··· Textauszug
Frau Westhues hatte gerne Lehrerin werden wollen, aber in den Wirren der Nachkriegszeit gab es keine Möglichkeit zu einem weiteren Schulbesuch oder einer entsprechenden Ausbildung. Da sie über die notwendigen Fertigkeiten verfügte, konnte sie in einem Handarbeitsgeschäft und bei einer Herrenausstattungsfirma arbeiten. Durch eine Anzeige wurde sie darauf aufmerksam, dass die Fa. Povel Näherinnen suchte. Im Januar 1949 begann ihre Beschäftigung in der Waldstraße. Sie hat keine Lehre gemacht, sondern wurde angelernt und hat dann Schürzen und Hemden genäht.

Vier der Frauen gaben an, dass sie gerne Schneiderin geworden wären. Edelgard Holtbrügge wollte Putzmacherin werden. Helga Töpfer wäre gerne Verkäuferin geworden, was sie nach der Familienphase (ab 1980) auch umsetzen konnte. Nur eine von ihnen, Maria Hettmer, absolvierte eine Schneiderinnenlehre. Bei ihr waren die familiären Beziehungen dafür sicher auschlaggebend. Ihre Tante, Frau Dodt, betrieb eine Schneiderei, in der sie schon als 12-jährige mitgeholfen hatte. Die wenigen kleinen Schneidereien in der Stadt konnten gar nicht so viele Ausbildungsplätze zur Verfügung stellen, wie sie von den jungen Frauen nachgefragt wurden.
······
**Kurze Übung:**
Prüfe bitte anhand des Textauszugs oben, ob die folgenden Aussagen zutreffen, und beantworte jede mit Ja oder Nein sowie den entscheidenden Worten des Textes als wörtliches Zitat: 1. Frau Westhues absolvierte eine Lehre, bevor sie Schürzen und Hemden nähte. 2. Edelgard Holtbrügge wollte Putzmacherin werden. 3. Die kleinen Schneidereien der Stadt hatten mehr Ausbildungsplätze, als die jungen Frauen nachfragten.
··· Auflistung
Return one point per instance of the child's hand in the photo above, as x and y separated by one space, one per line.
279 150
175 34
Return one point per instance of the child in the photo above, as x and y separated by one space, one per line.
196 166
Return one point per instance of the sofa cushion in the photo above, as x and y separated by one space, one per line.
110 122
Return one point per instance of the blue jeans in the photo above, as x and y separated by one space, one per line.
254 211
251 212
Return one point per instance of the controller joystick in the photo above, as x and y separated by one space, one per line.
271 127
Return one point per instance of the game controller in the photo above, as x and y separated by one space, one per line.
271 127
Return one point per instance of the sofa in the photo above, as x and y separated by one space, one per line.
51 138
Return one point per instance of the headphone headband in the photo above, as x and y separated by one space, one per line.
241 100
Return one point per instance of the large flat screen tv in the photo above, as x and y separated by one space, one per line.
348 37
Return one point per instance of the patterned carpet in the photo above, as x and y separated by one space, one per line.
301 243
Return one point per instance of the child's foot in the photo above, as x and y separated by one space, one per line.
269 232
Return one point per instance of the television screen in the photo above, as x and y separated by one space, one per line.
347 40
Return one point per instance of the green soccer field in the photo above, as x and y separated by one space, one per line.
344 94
······
**Lösung:**
1. Nein: „Sie hat keine Lehre gemacht, sondern wurde angelernt und hat dann Schürzen und Hemden genäht.“
2. Ja: „Edelgard Holtbrügge wollte Putzmacherin werden.“
3. Nein: „Die wenigen kleinen Schneidereien in der Stadt konnten gar nicht so viele Ausbildungsplätze zur Verfügung stellen, wie sie von den jungen Frauen nachgefragt wurden.“